● **Document text**
If they attempt to enter ask to see their search warrants and identification. If possible write down their names, ID badge numbers, licence plate numbers, which station they are from, etc. Ask them whose orders they are acting on (the neighbours, owners, etc). If they request your name and address you must give it to them if they suspect you have committed an offence, or if they believe you have information that may assist them in the investigation of an indictable offence. You should ask them what offence they suspect you of or are investigating.
If they are attempting to evict you without orders from the owner then you can try to stall them by claiming you are in negotiations with the owner or have permission to be there. Remind them that they have no right to break into the house without a warrant of possession or a search warrant. If they claim they are there at the owner’s request then make sure that they know the owner’s name. If they are not lying and are there on behalf of the owner then you will either have to resist the eviction by refusing to leave or begin negotiating for a reasonable period in which to vacate. If you have taken out a caveat on the property (see section on Squatter’s Title) then show them the documentation and inform them that you are involved in a civil dispute which does not concern them.
If they ask you how you got into the property then tell them that the door was unlocked or a window was open to avoid the possibility of being charged with forced entry, wilful damage or burglary. Unless they catch you in the act you are unlikely to be convicted of such charges.
Remind them that squatting is a civil, not a criminal matter, and that you have received legal advice stating you should only speak to the owner.
Be polite and confident in asking them to leave. Do your best to avoid antagonising them.
You do not have to go to a police station unless you are arrested for a crime. If arrested you must be told what crime you are being arrested for, unless you resist arrest. If you are not told this information then the arrest is illegal, and you can claim compensation for false arrest and illegal imprisonment.
The police cannot search you before an arrest unless they believe you are carrying drugs or offensive weapons. In practice this means that they can search you any time they want.

● **What you should do**
Copy the squatting text between "If they ask" and "avoid antagonising them.", inclusive, and substitute "professional guidance" for "legal advice".

● **Dataset extract**

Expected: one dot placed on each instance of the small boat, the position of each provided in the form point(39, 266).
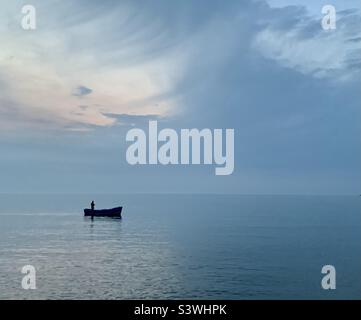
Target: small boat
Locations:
point(112, 213)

● **Result of this task**
If they ask you how you got into the property then tell them that the door was unlocked or a window was open to avoid the possibility of being charged with forced entry, wilful damage or burglary. Unless they catch you in the act you are unlikely to be convicted of such charges.
Remind them that squatting is a civil, not a criminal matter, and that you have received professional guidance stating you should only speak to the owner.
Be polite and confident in asking them to leave. Do your best to avoid antagonising them.